Directive
Reproduce the data from the start through the line containing "xmin=51 ymin=43 xmax=96 ymax=76", substituting "Labeling job" for every "Annotation job" and leaving everything else unchanged.

Source material
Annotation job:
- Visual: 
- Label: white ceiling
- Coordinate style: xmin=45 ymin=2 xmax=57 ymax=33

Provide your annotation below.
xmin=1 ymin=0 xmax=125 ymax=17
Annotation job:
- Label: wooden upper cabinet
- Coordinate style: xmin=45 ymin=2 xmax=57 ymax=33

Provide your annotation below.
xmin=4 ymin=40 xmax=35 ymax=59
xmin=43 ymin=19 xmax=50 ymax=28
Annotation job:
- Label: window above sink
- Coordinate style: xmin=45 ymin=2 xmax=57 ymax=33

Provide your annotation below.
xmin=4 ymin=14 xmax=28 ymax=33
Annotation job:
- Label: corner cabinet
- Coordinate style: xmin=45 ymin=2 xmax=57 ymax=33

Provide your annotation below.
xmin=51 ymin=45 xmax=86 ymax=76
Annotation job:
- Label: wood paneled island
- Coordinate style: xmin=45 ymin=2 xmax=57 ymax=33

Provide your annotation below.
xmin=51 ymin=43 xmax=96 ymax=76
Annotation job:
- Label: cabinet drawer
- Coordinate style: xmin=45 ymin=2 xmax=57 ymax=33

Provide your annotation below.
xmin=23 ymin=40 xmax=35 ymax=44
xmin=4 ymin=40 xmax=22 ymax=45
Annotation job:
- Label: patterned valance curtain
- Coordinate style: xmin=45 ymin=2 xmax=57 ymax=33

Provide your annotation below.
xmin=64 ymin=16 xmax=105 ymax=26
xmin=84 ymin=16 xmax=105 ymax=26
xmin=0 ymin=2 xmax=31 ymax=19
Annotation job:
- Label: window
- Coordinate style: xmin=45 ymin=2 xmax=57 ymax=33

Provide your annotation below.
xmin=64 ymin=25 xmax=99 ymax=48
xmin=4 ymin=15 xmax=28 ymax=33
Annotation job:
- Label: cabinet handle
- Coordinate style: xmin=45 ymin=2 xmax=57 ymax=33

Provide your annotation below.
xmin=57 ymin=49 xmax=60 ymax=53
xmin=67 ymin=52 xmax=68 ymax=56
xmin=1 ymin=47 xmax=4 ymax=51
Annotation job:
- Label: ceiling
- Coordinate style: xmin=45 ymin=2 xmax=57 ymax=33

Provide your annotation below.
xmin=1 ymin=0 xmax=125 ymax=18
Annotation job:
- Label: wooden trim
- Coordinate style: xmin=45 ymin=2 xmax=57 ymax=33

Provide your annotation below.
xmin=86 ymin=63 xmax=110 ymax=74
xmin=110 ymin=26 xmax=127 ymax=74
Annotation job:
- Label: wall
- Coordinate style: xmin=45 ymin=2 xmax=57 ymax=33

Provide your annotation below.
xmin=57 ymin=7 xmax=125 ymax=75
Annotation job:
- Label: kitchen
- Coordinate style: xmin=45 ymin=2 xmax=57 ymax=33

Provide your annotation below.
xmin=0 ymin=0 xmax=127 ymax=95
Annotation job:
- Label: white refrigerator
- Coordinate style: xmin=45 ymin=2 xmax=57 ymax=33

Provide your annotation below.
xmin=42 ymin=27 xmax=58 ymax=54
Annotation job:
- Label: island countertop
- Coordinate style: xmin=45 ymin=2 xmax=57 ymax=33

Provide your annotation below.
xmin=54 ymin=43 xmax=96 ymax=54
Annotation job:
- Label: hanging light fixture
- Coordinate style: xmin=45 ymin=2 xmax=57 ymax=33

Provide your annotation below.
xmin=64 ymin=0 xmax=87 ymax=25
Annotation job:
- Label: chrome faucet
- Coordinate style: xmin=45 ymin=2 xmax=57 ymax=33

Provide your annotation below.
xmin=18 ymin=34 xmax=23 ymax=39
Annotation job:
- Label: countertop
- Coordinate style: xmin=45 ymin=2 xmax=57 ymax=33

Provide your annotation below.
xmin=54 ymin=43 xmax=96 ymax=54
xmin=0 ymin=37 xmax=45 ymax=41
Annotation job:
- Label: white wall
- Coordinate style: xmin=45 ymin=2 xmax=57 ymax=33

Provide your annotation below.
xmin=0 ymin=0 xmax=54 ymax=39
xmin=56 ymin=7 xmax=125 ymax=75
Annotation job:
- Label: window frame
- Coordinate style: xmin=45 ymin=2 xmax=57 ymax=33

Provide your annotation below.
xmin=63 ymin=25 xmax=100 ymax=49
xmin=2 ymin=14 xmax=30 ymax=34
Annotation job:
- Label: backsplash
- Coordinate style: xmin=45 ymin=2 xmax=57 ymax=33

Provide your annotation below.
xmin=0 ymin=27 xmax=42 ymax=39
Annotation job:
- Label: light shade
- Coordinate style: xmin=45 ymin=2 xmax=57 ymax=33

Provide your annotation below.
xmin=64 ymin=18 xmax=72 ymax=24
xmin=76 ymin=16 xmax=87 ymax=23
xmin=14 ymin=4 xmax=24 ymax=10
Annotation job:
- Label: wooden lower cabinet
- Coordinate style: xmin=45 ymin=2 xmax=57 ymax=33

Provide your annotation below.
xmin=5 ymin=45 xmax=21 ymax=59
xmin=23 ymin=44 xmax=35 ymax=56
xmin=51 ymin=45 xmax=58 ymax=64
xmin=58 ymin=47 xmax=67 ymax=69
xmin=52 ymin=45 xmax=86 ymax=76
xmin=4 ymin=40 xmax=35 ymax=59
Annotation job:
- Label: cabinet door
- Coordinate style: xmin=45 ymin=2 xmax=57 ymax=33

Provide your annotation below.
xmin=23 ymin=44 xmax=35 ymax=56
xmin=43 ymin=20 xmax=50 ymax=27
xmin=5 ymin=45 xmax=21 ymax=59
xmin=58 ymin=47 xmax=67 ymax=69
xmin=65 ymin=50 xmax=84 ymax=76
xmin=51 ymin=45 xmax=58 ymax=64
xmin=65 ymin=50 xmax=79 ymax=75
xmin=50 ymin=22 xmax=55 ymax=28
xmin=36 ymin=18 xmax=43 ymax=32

Result below
Labeling job:
- Visual: 
- Label: white ceiling
- Coordinate style: xmin=45 ymin=2 xmax=57 ymax=33

Provide your annotation below.
xmin=1 ymin=0 xmax=125 ymax=17
Labeling job:
- Label: wooden upper cabinet
- Coordinate style: xmin=45 ymin=2 xmax=57 ymax=33

Provide your annotation below.
xmin=4 ymin=40 xmax=35 ymax=59
xmin=43 ymin=19 xmax=50 ymax=28
Labeling job:
- Label: window above sink
- Coordinate style: xmin=45 ymin=2 xmax=57 ymax=33

Provide your annotation below.
xmin=4 ymin=14 xmax=28 ymax=33
Labeling job:
- Label: corner cabinet
- Coordinate style: xmin=45 ymin=2 xmax=57 ymax=33

Provide your annotation below.
xmin=51 ymin=45 xmax=86 ymax=76
Labeling job:
- Label: wood paneled island
- Coordinate style: xmin=45 ymin=2 xmax=57 ymax=33

Provide your annotation below.
xmin=51 ymin=43 xmax=96 ymax=76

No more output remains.